* Your instructions
Write out, word for word, every line in the data below from the one containing "Target: water droplet on bottle" to the one containing "Target: plastic water bottle", both of them included.

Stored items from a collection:

# # # #

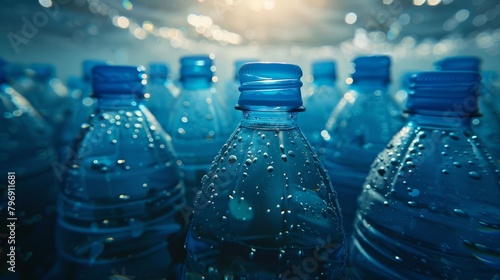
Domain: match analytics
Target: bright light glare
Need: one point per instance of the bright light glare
(433, 2)
(148, 26)
(45, 3)
(351, 18)
(122, 22)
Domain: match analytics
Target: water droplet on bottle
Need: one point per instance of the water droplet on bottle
(474, 175)
(137, 227)
(381, 171)
(284, 158)
(454, 136)
(459, 212)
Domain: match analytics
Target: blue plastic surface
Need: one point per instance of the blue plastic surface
(429, 207)
(266, 209)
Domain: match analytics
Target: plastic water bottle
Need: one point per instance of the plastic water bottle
(160, 89)
(487, 125)
(29, 188)
(122, 191)
(359, 127)
(320, 100)
(199, 122)
(230, 93)
(267, 209)
(429, 208)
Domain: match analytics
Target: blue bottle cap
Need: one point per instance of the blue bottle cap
(111, 81)
(196, 66)
(158, 70)
(237, 66)
(324, 68)
(270, 86)
(3, 71)
(459, 63)
(87, 66)
(42, 71)
(453, 93)
(376, 67)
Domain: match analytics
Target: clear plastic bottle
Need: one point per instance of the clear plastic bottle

# # # #

* Result
Target: water droplet on bottle
Need: one point per instance of the water droplet on bottle
(474, 175)
(137, 227)
(381, 171)
(284, 158)
(454, 136)
(459, 212)
Domain: match analytics
Target: blue plastic surface
Need: one point per instance of the blue plastic surface
(429, 207)
(266, 209)
Domain: match analytics
Target: plastic water bottle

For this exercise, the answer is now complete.